** Begin Extract **

SAN FRANCISCO GIANTS

The Giants arrive at the Pacific brimming with hope. A new era demands a new team, and with smart looking rookies augmenting the wonderful reality of Willie Mays, the Giants believe they might have that new team. The question marks are many, however, and time, as they say, will tell

THE MANAGER

This is an article from the April 14, 1958 issue Original Layout

Bill Rigney (18) is a tall, thin, gray-haired man who wears glasses and a harried look. During his eight years as a major-league infielder he was a hustling, scrambling player who never quit fighting for a hit, a run, an out. As a great minor league manager he was able to imbue his players with these qualities, but he has not yet had similar success in the majors. Intensely nervous, he seems older than his 38 years. He fidgets during a game, walks back and forth, often erupts into arguments with umpires. He likes power hitters, who hit the ball with what he calls "crash." His coaches are the talkative Salty Parker (2), the talkative Herman Franks (3), the quiet Wes Westrum (9).

** End Extract **

- Directions -
Condense the paragraph in the Giants preview that begins "Bill Rigney (18) is a tall" into a short bulleted list of its main facts.

** Begin Extracted information **

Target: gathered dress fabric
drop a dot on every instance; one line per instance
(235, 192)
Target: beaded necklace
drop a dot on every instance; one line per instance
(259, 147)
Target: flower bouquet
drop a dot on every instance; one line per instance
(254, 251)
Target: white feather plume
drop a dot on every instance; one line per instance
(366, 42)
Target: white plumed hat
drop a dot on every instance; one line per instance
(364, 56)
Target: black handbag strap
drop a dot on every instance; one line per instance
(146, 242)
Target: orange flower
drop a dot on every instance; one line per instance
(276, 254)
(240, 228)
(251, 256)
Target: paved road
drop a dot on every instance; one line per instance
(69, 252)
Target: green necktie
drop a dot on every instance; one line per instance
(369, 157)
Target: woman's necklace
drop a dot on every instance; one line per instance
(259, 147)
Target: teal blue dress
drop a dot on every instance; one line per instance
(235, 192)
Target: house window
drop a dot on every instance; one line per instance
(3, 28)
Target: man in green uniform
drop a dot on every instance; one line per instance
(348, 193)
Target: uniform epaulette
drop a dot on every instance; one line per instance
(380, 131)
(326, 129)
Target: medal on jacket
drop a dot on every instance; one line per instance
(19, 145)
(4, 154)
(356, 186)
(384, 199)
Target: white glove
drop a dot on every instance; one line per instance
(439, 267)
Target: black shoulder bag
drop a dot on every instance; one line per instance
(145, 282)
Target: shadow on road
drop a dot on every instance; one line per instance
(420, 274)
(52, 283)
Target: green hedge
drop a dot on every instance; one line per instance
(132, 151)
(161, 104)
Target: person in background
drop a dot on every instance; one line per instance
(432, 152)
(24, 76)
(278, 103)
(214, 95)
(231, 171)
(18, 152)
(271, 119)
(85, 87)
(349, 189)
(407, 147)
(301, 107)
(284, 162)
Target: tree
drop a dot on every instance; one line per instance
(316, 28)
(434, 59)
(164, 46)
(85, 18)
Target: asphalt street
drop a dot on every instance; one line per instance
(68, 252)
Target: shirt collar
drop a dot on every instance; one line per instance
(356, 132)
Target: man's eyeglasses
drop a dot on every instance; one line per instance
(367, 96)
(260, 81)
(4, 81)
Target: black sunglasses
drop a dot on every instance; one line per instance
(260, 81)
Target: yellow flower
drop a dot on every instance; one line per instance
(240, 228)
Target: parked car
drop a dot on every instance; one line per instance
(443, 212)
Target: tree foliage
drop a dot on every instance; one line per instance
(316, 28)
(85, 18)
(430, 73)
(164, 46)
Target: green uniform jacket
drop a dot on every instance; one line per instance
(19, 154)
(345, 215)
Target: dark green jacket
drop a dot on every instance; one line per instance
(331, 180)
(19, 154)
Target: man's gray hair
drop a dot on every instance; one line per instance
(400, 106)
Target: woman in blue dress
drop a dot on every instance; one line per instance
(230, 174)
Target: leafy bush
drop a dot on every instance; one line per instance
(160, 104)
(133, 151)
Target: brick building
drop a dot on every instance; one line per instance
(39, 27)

** End Extracted information **

- Answer below -
- Bill Rigney (18): tall, thin, gray-haired, wears glasses and a harried look; seems older than his 38 years.
- Spent eight years as a major-league infielder, a hustling player who never quit fighting for a hit, a run, an out.
- Instilled those qualities in his players as a great minor league manager, but has not yet had similar success in the majors.
- Intensely nervous: fidgets and paces during games and often argues with umpires.
- Likes power hitters who hit the ball with what he calls "crash."
- Coaches: Salty Parker (2) and Herman Franks (3), both talkative, and the quiet Wes Westrum (9).